## TASK DETAILS
Every line of the listing that holds the word "plastic" should be returned.

--- START ---

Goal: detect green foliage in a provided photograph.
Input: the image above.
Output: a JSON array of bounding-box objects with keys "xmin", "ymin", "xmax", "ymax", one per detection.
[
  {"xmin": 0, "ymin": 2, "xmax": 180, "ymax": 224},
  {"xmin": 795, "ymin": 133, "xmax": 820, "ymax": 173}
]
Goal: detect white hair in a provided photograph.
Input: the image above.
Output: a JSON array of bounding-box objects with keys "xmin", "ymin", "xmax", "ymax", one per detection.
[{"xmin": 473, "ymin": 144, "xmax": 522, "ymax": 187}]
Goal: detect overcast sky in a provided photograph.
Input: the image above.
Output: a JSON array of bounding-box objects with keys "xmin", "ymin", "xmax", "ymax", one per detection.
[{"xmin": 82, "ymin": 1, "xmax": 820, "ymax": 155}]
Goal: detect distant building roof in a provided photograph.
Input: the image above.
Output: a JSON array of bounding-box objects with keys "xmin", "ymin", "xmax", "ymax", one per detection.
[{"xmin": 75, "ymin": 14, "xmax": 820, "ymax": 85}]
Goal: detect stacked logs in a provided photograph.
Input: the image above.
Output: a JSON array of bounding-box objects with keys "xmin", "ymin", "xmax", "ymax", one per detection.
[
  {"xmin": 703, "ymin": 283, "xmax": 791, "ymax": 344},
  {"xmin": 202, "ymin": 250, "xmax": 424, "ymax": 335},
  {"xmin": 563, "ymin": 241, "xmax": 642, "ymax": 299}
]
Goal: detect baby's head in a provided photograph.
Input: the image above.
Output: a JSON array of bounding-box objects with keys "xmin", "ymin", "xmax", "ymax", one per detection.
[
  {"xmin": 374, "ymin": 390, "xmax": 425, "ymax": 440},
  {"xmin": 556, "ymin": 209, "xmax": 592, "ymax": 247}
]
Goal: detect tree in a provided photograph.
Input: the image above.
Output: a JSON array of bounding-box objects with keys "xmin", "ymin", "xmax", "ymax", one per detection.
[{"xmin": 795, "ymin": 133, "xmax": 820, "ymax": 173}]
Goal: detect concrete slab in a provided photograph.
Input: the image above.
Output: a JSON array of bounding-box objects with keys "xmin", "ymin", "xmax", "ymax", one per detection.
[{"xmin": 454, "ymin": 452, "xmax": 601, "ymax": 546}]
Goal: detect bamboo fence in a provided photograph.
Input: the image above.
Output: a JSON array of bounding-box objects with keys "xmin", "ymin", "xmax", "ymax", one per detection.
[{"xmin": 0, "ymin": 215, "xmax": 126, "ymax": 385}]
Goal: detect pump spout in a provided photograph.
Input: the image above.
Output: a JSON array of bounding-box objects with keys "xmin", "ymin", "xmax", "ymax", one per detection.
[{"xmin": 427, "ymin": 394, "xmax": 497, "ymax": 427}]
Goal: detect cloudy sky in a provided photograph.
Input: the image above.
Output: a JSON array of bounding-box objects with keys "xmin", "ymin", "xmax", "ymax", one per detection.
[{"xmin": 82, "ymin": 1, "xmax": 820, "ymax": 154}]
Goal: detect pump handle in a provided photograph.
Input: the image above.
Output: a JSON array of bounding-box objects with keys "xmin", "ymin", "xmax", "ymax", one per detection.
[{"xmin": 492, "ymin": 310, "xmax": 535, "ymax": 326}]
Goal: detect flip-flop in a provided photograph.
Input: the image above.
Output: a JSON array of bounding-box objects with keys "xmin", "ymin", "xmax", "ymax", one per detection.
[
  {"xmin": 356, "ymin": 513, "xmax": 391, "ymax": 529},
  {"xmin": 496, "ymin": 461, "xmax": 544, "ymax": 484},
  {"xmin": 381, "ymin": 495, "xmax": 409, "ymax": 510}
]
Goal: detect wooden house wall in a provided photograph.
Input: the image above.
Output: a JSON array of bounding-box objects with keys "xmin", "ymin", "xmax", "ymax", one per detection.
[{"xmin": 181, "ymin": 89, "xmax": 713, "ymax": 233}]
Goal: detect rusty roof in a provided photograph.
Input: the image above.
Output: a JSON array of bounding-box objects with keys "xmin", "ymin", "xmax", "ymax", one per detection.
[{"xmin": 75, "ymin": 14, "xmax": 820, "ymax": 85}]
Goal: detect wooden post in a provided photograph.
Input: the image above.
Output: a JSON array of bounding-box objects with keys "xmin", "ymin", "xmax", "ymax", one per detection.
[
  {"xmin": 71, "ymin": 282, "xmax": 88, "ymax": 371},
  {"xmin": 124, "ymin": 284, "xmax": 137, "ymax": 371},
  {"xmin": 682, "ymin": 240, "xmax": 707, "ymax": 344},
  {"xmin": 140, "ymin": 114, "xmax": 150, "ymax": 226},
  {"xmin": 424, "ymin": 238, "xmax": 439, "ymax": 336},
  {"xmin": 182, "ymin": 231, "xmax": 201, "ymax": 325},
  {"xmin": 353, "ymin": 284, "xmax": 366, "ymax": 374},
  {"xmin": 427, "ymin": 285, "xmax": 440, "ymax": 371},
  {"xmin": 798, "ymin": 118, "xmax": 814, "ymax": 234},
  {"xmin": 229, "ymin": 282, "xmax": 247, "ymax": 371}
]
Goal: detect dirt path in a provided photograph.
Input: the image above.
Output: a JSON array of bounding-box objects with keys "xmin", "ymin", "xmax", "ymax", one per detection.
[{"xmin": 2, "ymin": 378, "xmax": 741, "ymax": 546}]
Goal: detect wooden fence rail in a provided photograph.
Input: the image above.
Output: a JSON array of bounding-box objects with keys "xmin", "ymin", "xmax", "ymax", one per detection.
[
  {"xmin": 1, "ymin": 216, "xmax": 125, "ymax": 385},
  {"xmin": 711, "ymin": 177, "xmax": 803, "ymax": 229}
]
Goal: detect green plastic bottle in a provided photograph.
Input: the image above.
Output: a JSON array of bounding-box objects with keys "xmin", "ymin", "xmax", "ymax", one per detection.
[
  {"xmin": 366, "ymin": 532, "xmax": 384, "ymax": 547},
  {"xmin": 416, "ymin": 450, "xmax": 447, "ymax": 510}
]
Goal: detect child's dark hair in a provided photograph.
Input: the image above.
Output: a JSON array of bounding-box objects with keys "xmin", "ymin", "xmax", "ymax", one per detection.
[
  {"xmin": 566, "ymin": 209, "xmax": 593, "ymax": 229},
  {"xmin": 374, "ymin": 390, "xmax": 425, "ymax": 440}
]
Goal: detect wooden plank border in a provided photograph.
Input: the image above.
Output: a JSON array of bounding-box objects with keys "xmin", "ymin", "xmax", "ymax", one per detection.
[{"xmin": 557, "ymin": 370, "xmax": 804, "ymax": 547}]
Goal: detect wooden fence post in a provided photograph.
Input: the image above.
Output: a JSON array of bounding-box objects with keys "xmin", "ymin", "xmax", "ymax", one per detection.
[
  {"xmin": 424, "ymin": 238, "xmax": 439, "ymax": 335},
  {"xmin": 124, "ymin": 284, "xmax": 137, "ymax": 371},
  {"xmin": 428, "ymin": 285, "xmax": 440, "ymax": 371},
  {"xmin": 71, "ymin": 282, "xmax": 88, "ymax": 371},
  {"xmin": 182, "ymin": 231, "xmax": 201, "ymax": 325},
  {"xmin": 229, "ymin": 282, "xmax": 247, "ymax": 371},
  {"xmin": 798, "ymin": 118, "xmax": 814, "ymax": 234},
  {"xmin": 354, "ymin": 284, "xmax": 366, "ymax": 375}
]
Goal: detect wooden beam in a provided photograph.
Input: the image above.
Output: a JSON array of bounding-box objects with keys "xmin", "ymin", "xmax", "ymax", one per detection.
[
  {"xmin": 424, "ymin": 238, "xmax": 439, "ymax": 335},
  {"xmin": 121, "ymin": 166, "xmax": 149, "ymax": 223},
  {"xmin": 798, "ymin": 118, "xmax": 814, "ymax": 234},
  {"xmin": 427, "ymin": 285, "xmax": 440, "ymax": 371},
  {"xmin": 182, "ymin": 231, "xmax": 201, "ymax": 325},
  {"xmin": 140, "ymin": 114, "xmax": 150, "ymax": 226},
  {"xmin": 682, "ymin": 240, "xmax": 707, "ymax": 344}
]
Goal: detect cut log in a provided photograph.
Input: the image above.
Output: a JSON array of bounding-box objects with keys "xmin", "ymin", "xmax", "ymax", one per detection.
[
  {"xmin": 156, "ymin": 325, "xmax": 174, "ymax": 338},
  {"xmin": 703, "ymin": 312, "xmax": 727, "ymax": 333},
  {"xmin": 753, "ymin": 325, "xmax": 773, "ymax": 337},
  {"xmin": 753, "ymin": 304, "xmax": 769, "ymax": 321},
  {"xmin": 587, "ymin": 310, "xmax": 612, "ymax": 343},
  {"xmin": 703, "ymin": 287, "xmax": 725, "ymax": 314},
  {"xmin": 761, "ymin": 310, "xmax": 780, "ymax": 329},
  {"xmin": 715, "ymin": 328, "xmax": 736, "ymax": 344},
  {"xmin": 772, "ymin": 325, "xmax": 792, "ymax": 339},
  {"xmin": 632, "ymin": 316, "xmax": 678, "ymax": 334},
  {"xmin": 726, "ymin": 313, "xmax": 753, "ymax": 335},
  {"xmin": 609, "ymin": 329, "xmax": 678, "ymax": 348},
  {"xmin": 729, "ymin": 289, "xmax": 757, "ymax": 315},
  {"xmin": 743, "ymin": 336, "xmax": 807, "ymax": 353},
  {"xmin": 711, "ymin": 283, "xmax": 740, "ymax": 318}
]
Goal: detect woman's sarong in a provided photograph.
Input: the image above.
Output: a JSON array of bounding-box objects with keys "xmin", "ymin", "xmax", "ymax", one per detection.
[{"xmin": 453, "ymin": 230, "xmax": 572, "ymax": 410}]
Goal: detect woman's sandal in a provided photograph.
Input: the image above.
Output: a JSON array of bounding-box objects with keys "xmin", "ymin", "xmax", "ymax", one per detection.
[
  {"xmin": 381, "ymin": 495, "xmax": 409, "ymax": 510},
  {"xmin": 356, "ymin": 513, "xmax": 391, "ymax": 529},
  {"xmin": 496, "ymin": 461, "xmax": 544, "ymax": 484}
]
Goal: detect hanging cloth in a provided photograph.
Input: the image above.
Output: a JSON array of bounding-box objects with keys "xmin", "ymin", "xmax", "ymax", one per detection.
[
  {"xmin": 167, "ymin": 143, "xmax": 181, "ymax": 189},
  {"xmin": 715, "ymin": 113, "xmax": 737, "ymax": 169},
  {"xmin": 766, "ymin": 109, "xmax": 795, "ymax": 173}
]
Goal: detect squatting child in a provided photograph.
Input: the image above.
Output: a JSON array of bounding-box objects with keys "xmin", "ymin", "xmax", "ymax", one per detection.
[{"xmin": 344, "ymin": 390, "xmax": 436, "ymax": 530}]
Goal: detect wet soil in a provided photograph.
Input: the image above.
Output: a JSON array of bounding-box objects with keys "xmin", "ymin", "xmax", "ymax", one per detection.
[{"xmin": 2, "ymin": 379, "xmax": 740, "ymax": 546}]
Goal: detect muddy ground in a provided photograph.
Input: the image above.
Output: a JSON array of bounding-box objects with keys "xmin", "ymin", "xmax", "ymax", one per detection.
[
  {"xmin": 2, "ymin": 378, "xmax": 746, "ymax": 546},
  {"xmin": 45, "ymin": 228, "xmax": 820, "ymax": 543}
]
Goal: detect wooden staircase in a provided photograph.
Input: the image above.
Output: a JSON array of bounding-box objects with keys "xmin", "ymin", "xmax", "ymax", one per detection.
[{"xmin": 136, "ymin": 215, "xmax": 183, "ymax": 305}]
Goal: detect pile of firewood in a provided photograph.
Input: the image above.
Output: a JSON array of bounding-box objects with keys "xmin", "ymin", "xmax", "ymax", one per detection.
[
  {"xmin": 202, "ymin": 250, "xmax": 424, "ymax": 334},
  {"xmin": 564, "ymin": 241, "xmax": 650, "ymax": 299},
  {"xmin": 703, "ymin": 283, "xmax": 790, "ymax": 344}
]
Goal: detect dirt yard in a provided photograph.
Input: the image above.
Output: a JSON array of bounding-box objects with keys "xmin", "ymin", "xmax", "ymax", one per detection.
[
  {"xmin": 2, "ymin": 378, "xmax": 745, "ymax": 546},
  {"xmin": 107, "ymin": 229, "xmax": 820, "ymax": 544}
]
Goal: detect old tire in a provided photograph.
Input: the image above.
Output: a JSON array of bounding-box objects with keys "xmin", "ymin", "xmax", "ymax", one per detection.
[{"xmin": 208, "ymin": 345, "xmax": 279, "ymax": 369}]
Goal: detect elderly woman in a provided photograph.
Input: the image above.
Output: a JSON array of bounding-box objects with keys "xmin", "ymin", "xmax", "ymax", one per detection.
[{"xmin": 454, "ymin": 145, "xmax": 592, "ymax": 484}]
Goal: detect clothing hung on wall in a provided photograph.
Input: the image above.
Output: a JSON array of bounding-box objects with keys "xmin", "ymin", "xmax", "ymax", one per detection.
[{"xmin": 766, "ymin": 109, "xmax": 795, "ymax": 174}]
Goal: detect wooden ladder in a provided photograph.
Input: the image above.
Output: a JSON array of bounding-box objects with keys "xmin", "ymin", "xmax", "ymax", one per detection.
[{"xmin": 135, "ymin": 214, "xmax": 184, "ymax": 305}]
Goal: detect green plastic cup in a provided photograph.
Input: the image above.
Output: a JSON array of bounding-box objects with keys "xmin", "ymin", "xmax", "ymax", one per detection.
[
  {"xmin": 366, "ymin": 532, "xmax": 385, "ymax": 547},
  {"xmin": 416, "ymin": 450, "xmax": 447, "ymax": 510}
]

--- END ---

## WRITTEN REPLY
Goal: detect green plastic bottle in a provided photograph.
Goal: detect green plastic cup in a provided photograph.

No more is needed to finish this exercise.